Prompt
For each record that follows, write out an identical copy.

Records drawn from a dataset:
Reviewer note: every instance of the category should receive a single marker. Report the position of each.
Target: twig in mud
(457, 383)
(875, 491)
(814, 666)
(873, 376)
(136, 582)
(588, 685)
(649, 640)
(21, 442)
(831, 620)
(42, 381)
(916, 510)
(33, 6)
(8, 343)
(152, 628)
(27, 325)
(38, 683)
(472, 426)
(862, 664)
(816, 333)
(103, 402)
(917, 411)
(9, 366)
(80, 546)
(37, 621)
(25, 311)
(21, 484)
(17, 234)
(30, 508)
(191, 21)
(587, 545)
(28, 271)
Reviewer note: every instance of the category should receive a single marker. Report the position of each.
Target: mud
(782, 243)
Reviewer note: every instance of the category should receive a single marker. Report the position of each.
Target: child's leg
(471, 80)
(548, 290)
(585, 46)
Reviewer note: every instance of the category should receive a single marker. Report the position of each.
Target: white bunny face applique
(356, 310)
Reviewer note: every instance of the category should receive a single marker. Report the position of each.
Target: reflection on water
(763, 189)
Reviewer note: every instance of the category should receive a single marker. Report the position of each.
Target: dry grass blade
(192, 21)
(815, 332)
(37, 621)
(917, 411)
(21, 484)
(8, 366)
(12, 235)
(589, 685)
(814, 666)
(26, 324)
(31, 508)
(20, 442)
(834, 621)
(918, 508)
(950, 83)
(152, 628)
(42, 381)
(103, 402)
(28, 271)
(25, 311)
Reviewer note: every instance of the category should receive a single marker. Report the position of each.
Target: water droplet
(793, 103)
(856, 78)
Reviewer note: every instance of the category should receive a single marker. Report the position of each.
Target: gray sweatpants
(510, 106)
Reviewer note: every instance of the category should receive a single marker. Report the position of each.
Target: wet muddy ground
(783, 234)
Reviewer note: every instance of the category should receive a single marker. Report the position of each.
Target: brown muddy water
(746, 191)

Output for this task
Reviewer note: every instance of the category should receive a single marker. Report the position of each.
Target: twig in mud
(457, 383)
(875, 491)
(814, 666)
(873, 376)
(136, 582)
(588, 685)
(649, 640)
(21, 442)
(831, 620)
(42, 381)
(916, 510)
(33, 6)
(8, 343)
(152, 628)
(27, 325)
(38, 683)
(472, 426)
(862, 664)
(816, 333)
(103, 402)
(917, 411)
(9, 366)
(80, 546)
(37, 621)
(25, 311)
(21, 484)
(17, 234)
(30, 508)
(191, 21)
(587, 545)
(28, 271)
Reviewer note: every instance of the category should receive a single marker. Report the position of each.
Target: mud
(782, 243)
Reviewer note: every instance of the category should receive a single marker. Report the position of each.
Target: child's leg
(471, 80)
(548, 290)
(585, 46)
Reviewer note: every instance of the category should receive a single marker. Report the position of each.
Target: white bunny face applique
(356, 310)
Reviewer note: every instance of the category should receive a single marker. Report the position of each.
Target: reflection on water
(763, 189)
Reviewer note: every instance of the category should receive a single marker. Report the position of each.
Target: dry grass blade
(192, 21)
(815, 332)
(37, 621)
(917, 411)
(21, 484)
(8, 366)
(12, 235)
(589, 685)
(814, 666)
(26, 324)
(31, 508)
(20, 442)
(834, 621)
(918, 508)
(950, 83)
(152, 628)
(42, 381)
(103, 402)
(28, 271)
(25, 311)
Reviewer note: every instance of the category should receive a single marker. Report the position of each.
Target: water droplet
(793, 103)
(856, 78)
Reviewer note: every instance of the category should receive a single marker. Report the position of each.
Target: gray sweatpants
(510, 106)
Reviewer note: every instance of the category should receive a single marker. Report the position of each.
Target: wet muddy ground
(783, 234)
Reviewer note: every instance of the category should receive a single marker. Report the position of each.
Target: brown muddy water
(746, 191)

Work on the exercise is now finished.